Problem to work on:
Reproduce the records from their start through the line containing "box: [1026, 339, 1101, 411]", swapping "positive clicks" for "include clicks" and leaving everything else unchanged.

[[ Data provided, beginning ]]

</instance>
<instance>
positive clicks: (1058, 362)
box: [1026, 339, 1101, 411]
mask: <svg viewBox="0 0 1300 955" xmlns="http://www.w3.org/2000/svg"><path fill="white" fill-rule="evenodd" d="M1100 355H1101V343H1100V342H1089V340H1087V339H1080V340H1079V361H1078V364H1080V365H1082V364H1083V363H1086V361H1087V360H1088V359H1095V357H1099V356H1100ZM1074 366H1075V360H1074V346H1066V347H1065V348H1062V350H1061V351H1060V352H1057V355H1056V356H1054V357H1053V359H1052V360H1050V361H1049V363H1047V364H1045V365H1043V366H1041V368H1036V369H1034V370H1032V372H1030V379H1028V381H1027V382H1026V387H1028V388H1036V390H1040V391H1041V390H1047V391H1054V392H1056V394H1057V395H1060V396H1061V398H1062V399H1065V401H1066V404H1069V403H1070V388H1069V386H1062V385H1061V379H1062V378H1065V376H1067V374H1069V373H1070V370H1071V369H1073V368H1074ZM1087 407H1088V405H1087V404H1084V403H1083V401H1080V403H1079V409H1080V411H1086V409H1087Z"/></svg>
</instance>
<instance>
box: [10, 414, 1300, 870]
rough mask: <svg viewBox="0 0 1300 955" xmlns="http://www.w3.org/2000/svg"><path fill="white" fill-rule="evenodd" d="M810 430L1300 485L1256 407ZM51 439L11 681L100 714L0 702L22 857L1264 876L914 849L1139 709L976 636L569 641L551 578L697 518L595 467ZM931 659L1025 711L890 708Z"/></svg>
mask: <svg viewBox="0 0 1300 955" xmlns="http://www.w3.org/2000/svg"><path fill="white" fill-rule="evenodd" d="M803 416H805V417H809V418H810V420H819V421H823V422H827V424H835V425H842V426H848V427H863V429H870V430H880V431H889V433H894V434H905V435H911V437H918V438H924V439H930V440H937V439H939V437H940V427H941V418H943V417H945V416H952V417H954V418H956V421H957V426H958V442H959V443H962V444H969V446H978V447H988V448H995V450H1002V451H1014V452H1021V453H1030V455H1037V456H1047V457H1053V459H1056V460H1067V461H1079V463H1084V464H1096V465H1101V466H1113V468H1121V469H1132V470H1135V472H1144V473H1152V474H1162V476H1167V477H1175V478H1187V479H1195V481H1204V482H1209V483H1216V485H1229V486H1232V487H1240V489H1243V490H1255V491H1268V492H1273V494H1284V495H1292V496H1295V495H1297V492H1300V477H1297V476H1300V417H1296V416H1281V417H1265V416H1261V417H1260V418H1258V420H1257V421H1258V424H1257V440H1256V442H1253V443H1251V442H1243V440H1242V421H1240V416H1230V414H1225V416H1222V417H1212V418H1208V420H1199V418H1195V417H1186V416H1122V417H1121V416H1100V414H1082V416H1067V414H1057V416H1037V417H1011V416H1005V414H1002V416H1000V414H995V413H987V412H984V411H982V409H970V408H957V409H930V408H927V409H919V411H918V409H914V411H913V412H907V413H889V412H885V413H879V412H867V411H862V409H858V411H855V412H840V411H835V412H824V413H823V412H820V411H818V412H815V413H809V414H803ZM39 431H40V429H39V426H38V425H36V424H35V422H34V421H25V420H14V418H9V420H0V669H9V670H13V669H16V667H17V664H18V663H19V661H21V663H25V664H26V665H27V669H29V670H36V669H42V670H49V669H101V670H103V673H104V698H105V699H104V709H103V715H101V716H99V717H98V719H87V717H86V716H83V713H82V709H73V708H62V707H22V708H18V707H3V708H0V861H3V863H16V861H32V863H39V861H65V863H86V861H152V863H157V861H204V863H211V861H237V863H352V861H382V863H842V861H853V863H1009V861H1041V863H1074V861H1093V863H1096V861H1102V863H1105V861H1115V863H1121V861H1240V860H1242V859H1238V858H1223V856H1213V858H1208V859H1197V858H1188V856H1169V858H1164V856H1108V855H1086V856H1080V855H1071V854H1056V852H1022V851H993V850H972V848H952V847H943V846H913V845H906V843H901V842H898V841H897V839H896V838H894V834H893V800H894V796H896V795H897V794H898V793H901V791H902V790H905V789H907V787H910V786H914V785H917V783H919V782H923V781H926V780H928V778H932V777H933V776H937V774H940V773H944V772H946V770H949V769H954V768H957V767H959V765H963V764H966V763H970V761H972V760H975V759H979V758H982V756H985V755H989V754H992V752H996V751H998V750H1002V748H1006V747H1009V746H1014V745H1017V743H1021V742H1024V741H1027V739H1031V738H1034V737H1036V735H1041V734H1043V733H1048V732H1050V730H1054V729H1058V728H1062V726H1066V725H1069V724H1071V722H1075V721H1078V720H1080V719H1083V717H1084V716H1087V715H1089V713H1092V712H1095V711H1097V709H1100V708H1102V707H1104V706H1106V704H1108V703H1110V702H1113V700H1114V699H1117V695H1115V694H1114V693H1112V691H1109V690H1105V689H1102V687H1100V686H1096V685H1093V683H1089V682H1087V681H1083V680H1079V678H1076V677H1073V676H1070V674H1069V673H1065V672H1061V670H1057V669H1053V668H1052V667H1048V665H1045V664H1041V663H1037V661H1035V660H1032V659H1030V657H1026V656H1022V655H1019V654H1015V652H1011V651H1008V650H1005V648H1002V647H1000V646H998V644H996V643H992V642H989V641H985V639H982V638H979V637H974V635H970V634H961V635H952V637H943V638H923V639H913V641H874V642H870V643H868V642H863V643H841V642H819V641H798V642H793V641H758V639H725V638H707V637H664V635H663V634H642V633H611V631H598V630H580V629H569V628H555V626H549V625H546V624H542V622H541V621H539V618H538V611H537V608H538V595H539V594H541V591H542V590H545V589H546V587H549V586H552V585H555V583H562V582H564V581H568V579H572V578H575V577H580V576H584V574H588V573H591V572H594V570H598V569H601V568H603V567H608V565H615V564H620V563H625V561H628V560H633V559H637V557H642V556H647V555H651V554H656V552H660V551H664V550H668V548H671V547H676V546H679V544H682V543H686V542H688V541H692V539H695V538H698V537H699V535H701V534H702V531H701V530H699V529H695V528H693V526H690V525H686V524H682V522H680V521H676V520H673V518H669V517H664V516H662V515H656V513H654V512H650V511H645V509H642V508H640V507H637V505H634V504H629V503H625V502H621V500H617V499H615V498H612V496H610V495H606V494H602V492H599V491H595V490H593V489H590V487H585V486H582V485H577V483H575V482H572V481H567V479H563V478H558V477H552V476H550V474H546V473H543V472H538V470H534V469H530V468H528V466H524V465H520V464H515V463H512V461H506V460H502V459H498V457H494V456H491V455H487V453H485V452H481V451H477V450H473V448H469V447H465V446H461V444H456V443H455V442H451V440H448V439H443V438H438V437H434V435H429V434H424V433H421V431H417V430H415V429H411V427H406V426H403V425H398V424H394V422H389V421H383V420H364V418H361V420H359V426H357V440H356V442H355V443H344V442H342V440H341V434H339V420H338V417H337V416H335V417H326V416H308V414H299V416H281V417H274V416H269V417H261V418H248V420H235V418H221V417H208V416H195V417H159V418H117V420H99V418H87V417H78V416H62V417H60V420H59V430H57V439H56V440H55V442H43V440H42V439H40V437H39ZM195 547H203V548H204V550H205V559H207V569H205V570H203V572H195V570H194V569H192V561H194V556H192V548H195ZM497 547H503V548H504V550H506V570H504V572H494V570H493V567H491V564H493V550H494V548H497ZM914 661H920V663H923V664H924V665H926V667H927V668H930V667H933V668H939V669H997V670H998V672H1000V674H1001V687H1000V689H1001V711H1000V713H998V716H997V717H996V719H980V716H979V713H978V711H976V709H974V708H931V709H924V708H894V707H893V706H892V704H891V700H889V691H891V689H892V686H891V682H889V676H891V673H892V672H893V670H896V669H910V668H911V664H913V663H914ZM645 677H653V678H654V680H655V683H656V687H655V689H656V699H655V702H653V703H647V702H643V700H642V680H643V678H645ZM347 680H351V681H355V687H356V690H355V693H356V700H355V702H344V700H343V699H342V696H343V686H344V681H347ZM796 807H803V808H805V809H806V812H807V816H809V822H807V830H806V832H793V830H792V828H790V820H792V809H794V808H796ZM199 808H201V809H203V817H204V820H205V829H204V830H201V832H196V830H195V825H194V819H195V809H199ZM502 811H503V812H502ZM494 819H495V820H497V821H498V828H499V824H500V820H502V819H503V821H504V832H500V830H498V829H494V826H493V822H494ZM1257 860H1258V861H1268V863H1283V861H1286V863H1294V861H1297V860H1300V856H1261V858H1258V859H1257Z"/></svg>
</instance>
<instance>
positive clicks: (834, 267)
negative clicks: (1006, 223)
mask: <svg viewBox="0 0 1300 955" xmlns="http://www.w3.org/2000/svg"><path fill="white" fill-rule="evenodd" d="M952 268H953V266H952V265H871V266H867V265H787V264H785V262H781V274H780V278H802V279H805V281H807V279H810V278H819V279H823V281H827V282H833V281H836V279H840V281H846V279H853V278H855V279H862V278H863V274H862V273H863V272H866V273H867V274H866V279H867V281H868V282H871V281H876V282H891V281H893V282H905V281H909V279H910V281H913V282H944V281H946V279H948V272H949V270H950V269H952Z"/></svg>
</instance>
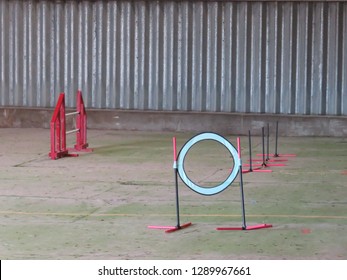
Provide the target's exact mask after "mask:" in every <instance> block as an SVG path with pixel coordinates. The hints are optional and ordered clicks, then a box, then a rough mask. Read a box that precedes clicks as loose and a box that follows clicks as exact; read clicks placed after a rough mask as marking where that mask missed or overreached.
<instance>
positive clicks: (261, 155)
mask: <svg viewBox="0 0 347 280" xmlns="http://www.w3.org/2000/svg"><path fill="white" fill-rule="evenodd" d="M257 156H258V157H262V156H263V154H257ZM265 156H267V154H265ZM269 157H296V154H277V155H275V154H269Z"/></svg>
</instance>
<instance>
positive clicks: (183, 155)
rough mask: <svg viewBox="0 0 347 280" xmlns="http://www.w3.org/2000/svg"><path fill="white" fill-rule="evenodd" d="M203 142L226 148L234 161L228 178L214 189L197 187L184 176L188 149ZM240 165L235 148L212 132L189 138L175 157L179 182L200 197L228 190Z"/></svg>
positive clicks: (238, 172)
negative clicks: (175, 157) (180, 180)
mask: <svg viewBox="0 0 347 280" xmlns="http://www.w3.org/2000/svg"><path fill="white" fill-rule="evenodd" d="M203 140H214V141H217V142H218V143H220V144H222V145H223V146H224V147H225V148H227V150H228V151H229V152H230V154H231V156H232V158H233V160H234V167H233V169H232V170H231V171H230V174H229V175H228V177H227V178H226V179H225V181H224V182H222V183H221V184H219V185H216V186H214V187H204V186H199V185H197V184H195V183H194V182H193V181H191V180H190V179H189V177H188V176H187V174H186V171H185V170H184V160H185V157H186V155H187V153H188V151H189V149H190V148H191V147H193V146H194V145H195V144H197V143H198V142H200V141H203ZM240 164H241V161H240V158H239V154H238V152H237V150H236V149H235V147H234V146H233V145H232V144H231V143H230V142H229V141H228V140H227V139H225V138H224V137H222V136H220V135H219V134H216V133H212V132H204V133H200V134H198V135H196V136H194V137H193V138H191V139H190V140H188V142H187V143H186V144H184V146H183V147H182V149H181V151H180V152H179V154H178V157H177V171H178V174H179V176H180V178H181V180H182V181H183V183H184V184H185V185H186V186H187V187H189V188H190V189H192V190H193V191H195V192H197V193H199V194H202V195H215V194H217V193H220V192H222V191H224V190H225V189H226V188H228V187H229V186H230V185H231V183H232V182H233V181H234V180H235V178H236V177H237V174H238V173H239V169H240Z"/></svg>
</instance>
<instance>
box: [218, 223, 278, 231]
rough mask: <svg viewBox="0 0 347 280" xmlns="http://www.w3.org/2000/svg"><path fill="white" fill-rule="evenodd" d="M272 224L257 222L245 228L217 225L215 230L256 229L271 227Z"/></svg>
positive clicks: (254, 229) (242, 227)
mask: <svg viewBox="0 0 347 280" xmlns="http://www.w3.org/2000/svg"><path fill="white" fill-rule="evenodd" d="M271 227H272V225H270V224H259V225H254V226H247V227H246V228H243V227H218V228H217V230H256V229H263V228H271Z"/></svg>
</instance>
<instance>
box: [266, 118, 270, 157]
mask: <svg viewBox="0 0 347 280" xmlns="http://www.w3.org/2000/svg"><path fill="white" fill-rule="evenodd" d="M269 138H270V127H269V123H268V124H267V139H266V161H268V160H269V159H270V158H269V146H270V144H269V141H270V139H269Z"/></svg>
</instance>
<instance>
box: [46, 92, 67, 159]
mask: <svg viewBox="0 0 347 280" xmlns="http://www.w3.org/2000/svg"><path fill="white" fill-rule="evenodd" d="M50 128H51V152H50V153H49V156H50V157H51V158H52V159H57V158H60V157H63V156H65V155H67V154H68V151H67V149H66V134H65V129H66V127H65V94H64V93H60V95H59V99H58V102H57V105H56V107H55V109H54V112H53V116H52V119H51V123H50Z"/></svg>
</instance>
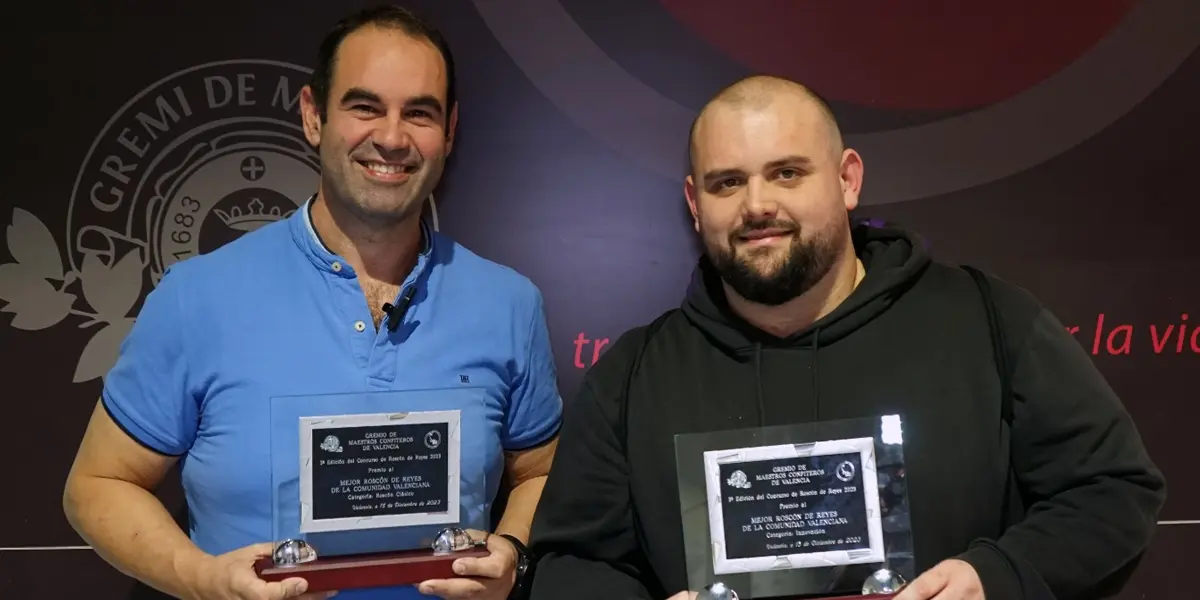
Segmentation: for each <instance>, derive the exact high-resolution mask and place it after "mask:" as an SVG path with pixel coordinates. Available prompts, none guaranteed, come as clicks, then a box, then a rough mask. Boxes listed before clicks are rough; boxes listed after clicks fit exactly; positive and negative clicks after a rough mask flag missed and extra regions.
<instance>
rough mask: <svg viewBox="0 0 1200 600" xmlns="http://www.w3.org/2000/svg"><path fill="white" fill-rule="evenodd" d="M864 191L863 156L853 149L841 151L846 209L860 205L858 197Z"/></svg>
mask: <svg viewBox="0 0 1200 600" xmlns="http://www.w3.org/2000/svg"><path fill="white" fill-rule="evenodd" d="M862 192H863V157H862V156H859V155H858V152H857V151H854V150H853V149H850V148H847V149H846V150H845V151H842V152H841V198H842V202H844V203H845V205H846V210H854V209H856V208H857V206H858V197H859V194H860V193H862Z"/></svg>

[[ Data provided, end ]]

Task result:
</instance>
<instance>
include clicks: (1058, 362)
box: [1026, 339, 1101, 411]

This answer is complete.